So where is the beef? BY Julie Peller Ph.D.


Plant-based burgers are becoming more popular, as more restaurants and fast food venues are offering non-meat “burger” options on their menus.  According to Business Insider, the plant-based meat options (Beyond Meat, Impossible Foods) are expected to balloon into a 140 billion dollar industry. This food feat took scientists years to attain a recipe for a burger with the same taste sensations as beef.  There is no beef in the impossible burger, this plant-based option is healthier and it is a more environmentally sustainable food option (although not as sustainable as a veggie burger).

Raising cattle for the consumption of beef is hard on the environment in a number of ways.  According to studies by the University of California Davis researchers, the production of 1 pound of beef requires between 2000 and 8000 gallons of water. A study by atmospheric scientists in Hong Kong that utilized a few decade’s worth of data linked to the elevated consumption of beef in China to increased air pollution and premature deaths.  Since the raising of more cattle requires more land for grazing, there are greater demands on fertilizer and land cultivation.  The additional agricultural processes lead to higher amounts of particulate matter in the atmosphere, a well-known contributor to human health afflictions.

Modern-day agricultural practices emit greenhouse gases, which warm the planet, and livestock are the major emitters. Ruminant animals, such as cattle and sheep, produce methane gas as part of their digestion process. Gases produced from animal manure also contribute to climate change. In total, the US EPA estimates that agriculture makes up 9% of the country’s greenhouse gas emissions, and the Food and Agricultural Organization of the United Nations estimates that this number is 14% worldwide.  The shift in farming over the past few decades to CAFOs, confined animal feeding operations, to raise more animals in smaller, confined areas have also created greater environmental and human health stresses.  Since more animals are raised in smaller spaces, the concentrated waste is problematic, potentially leading to surface and groundwater contamination, algal blooms, reduced air quality and transmission of disease-causing bacteria and parasites.

Available data -
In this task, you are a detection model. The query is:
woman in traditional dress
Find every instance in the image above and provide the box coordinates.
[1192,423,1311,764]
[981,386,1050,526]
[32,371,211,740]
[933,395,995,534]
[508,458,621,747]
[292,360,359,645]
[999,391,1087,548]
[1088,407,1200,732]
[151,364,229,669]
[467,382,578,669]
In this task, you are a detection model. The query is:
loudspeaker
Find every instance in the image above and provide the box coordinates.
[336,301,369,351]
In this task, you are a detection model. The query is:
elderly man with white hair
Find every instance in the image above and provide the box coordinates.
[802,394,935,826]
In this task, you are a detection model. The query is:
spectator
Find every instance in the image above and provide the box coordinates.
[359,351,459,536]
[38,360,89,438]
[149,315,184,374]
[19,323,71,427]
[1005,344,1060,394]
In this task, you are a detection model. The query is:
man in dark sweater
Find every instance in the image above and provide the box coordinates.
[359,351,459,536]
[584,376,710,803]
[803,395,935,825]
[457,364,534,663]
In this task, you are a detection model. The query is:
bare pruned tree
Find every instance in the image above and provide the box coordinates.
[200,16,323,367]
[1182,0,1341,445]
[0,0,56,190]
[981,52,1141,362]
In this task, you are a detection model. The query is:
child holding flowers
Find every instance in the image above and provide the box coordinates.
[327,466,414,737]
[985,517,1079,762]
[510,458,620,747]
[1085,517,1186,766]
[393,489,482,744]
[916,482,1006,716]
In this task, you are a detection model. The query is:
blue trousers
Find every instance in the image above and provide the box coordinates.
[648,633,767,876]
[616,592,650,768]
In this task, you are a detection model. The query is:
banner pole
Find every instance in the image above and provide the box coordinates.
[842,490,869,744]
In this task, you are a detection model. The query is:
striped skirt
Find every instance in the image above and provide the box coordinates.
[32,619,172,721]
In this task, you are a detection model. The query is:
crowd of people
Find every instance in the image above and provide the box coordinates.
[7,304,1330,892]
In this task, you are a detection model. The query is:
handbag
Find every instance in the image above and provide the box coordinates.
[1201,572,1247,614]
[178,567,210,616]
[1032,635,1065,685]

Problems to solve -
**A)** According to the article on beef and plant-based burgers, what problems can the concentrated waste from confined animal feeding operations potentially lead to? List all of them.
**B)** Duplicate the part of the article on beef and plant-based burgers starting at "Plant-based burgers are" and ending at "a veggie burger).".

Problem solutions -
**A)**
- Surface and groundwater contamination
- Algal blooms
- Reduced air quality
- Transmission of disease-causing bacteria and parasites

**B)**
Plant-based burgers are becoming more popular, as more restaurants and fast food venues are offering non-meat “burger” options on their menus.  According to Business Insider, the plant-based meat options (Beyond Meat, Impossible Foods) are expected to balloon into a 140 billion dollar industry. This food feat took scientists years to attain a recipe for a burger with the same taste sensations as beef.  There is no beef in the impossible burger, this plant-based option is healthier and it is a more environmentally sustainable food option (although not as sustainable as a veggie burger).